• **Exercise inputs**

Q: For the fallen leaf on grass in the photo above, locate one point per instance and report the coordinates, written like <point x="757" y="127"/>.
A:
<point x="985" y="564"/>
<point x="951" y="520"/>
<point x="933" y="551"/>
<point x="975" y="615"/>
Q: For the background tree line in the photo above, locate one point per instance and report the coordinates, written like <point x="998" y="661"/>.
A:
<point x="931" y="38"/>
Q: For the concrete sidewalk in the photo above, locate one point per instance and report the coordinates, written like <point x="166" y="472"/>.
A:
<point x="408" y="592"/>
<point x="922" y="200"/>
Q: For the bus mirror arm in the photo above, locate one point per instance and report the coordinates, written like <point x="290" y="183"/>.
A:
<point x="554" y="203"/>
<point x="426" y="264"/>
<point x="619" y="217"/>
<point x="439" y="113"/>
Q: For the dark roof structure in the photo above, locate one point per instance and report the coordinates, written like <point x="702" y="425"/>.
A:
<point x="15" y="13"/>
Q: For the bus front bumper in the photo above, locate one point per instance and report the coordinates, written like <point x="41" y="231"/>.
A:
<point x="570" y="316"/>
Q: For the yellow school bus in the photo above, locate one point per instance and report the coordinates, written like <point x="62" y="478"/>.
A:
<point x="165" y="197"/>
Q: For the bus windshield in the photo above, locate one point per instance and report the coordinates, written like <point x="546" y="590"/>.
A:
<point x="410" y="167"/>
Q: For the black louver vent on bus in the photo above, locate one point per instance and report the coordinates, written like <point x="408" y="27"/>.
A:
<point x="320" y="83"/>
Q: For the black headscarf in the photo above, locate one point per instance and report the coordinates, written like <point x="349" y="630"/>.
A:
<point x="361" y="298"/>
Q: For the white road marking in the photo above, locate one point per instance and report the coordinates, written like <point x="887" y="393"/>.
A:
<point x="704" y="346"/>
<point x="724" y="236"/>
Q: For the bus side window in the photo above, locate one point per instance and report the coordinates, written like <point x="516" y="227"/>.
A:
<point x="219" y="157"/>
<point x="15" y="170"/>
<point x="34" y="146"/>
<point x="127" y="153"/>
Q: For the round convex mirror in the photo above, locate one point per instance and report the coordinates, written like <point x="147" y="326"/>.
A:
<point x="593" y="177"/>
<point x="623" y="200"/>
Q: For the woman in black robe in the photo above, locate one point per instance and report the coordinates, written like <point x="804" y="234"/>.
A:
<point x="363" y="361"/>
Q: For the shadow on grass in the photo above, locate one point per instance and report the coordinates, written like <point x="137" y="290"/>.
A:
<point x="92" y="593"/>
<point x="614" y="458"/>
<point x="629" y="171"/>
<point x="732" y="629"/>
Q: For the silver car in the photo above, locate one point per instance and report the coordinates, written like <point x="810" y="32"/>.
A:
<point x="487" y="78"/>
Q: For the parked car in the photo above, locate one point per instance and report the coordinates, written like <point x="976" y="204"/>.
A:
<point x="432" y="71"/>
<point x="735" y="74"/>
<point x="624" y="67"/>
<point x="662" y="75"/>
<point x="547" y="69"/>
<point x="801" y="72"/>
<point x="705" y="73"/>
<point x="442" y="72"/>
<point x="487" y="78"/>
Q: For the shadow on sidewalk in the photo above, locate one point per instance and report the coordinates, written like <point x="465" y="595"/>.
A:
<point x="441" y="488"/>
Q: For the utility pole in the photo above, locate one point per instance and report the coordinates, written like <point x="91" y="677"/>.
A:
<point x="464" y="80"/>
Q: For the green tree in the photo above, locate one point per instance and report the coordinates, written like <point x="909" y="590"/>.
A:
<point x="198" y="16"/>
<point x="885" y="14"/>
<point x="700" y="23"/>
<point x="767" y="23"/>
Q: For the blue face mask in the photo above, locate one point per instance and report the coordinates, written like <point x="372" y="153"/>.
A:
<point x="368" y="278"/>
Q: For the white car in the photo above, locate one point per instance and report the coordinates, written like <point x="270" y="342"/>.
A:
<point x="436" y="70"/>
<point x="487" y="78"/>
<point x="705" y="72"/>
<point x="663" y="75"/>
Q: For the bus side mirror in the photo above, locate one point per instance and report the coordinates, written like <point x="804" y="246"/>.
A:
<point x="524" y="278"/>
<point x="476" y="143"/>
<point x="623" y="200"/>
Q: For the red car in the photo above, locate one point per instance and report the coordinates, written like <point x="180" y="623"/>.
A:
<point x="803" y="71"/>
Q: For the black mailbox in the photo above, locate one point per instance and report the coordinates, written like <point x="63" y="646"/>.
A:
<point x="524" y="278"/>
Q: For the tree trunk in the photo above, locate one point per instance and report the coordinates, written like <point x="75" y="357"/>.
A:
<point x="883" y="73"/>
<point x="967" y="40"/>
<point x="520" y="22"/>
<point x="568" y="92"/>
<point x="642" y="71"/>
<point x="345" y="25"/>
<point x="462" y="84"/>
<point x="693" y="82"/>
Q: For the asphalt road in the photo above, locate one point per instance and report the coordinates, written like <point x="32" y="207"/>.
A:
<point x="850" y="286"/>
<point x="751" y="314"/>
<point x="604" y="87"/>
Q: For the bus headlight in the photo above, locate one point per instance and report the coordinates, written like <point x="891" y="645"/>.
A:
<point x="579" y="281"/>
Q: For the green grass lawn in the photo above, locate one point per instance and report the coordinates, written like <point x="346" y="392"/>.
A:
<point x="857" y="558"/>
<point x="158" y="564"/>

==

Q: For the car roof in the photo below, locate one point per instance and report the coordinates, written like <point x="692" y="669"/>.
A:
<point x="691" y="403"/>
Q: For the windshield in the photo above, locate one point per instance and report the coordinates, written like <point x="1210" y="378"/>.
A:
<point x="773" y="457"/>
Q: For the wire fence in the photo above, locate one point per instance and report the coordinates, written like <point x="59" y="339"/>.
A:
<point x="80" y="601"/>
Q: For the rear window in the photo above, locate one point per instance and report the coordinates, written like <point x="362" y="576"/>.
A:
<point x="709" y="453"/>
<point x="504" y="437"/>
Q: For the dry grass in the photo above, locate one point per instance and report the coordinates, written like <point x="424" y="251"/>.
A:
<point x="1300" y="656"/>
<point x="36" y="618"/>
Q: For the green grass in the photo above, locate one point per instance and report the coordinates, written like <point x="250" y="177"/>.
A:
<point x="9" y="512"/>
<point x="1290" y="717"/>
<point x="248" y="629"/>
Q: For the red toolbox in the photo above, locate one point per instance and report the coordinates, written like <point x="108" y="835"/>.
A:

• **Short problem**
How many lines in the material above contain the word "road"? Reply with the number alone.

• **Answer in full**
2